HOGE HOEDEN / LAGE STANDAARDEN
Wilde men in die jaren werkelijk ingelicht worden over de grondslagen van het jodendom, dan moest men terecht bij de protestantse theoloog
K. H. Miskotte, wiens standaardwerk over het wezen der joodse religie een niveau verraadt, dat door geen der vooroorlogse en naoorlogse rabbijnen ooit is bereikt. Miskotte zocht over onderdelen contact met een enkele rabbijn. Hij zal er niet veel wijzer van zijn geworden. Zijn proefschrift dat de structuur van alle belangrijke negentiende en twintigste eeuwse joodse ideologieën behandelt, is in de joodse pers van zijn tijd niet eens aan enige grondige behandeling toegekomen. Wie van de toenmalige (wie van de huidige) Nederlandse of andere scribenten moest (moet) in staat worden geacht een zelfstandig standpunt te kunnen formuleren tegenover dit meesterwerk.

------------------------------------------------------------------------

• **UIT TE VOEREN**
1. Geef het stuk van de tekst over Miskotte opnieuw, beginnend bij "HOGE HOEDEN /" en eindigend bij "tegenover dit meesterwerk.", en vervang daarin "proefschrift" door "boek".
2. Breid de tekst over Miskotte en het jodendom uit met een vervolg dat aansluit op de laatste zin.
De regels spelen hierbij geen enkele rol.

• **FRAGMENT GEGEVENSSET**

------------------------------------------------------------------------

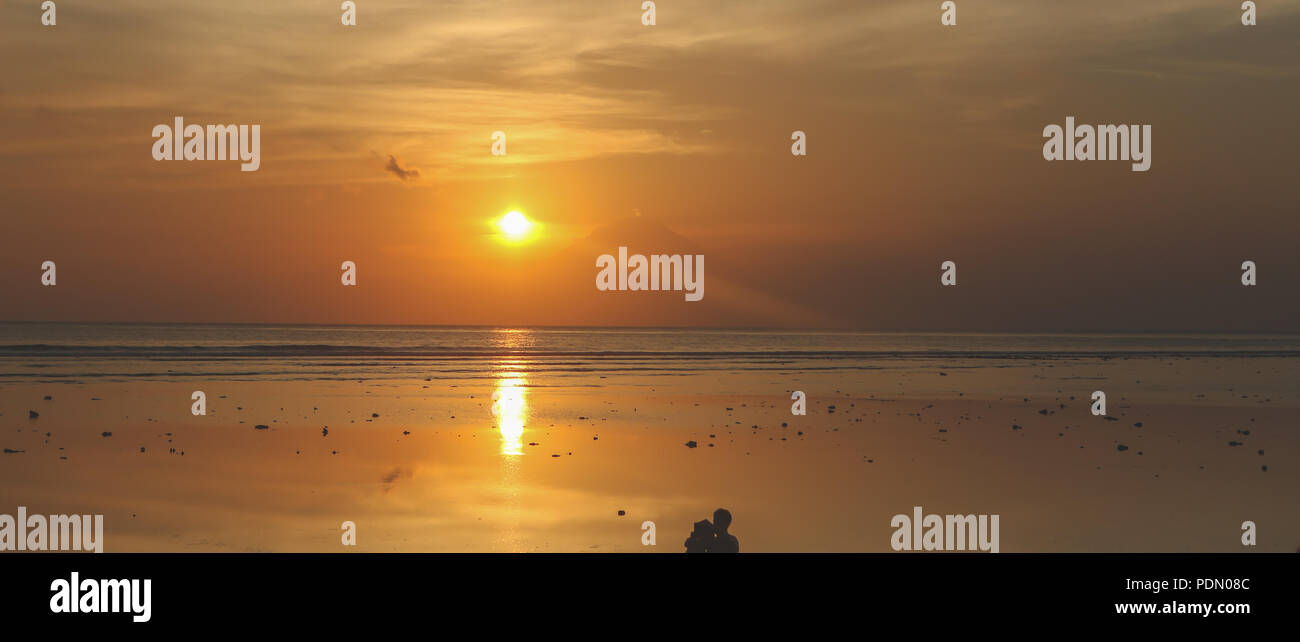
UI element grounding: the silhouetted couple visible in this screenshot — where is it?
[686,508,740,552]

------------------------------------------------------------------------

• **RESULTATEN OEFENING**
1.
HOGE HOEDEN / LAGE STANDAARDEN
Wilde men in die jaren werkelijk ingelicht worden over de grondslagen van het jodendom, dan moest men terecht bij de protestantse theoloog
K. H. Miskotte, wiens standaardwerk over het wezen der joodse religie een niveau verraadt, dat door geen der vooroorlogse en naoorlogse rabbijnen ooit is bereikt. Miskotte zocht over onderdelen contact met een enkele rabbijn. Hij zal er niet veel wijzer van zijn geworden. Zijn boek dat de structuur van alle belangrijke negentiende en twintigste eeuwse joodse ideologieën behandelt, is in de joodse pers van zijn tijd niet eens aan enige grondige behandeling toegekomen. Wie van de toenmalige (wie van de huidige) Nederlandse of andere scribenten moest (moet) in staat worden geacht een zelfstandig standpunt te kunnen formuleren tegenover dit meesterwerk.

2.
Het Nederlands Israëlietisch Seminarium van Dünner en zijn opvolgers kwam aan het theoretiseren over jodendom niet eens toe. En evenmin de zionisten, krachtens de door ons geschetste evolutie. Ook de pogingen van Lion Nordheim bleven steken in goede bedoelingen. Maar goede bedoelingen waren het! En zij verleenden het radicale zionisme een innerlijke mildheid, die niet overtollig scheen in een tijdsgewricht, dat ook van joodse zijde (hoe begrijpelijk) al te sterk de nadruk ging leggen op de nationale apartheid.
Want zo hebben de joodse jongeren het zionisme begrepen. Als een ideologie, die hun het beste schonk wat de moeilijke jaren tussen ’33 en ’40 kon schenken aan een joodse generatie, die veel radicaler dacht dan welke na-oorlogse ook. Eén vaderland gold voor hen. En in elk geval minstens twee. En alsof dat nog niet genoeg was, creëerde wijlen Sam de Wolff zelfs een derde: Friesland. Gespleten in zijn gecompliceerde nationale bewustzijn deze aloude marxist tussen Sneek, Amsterdam en Jeruzalem. Te veel voor één kwatrijn.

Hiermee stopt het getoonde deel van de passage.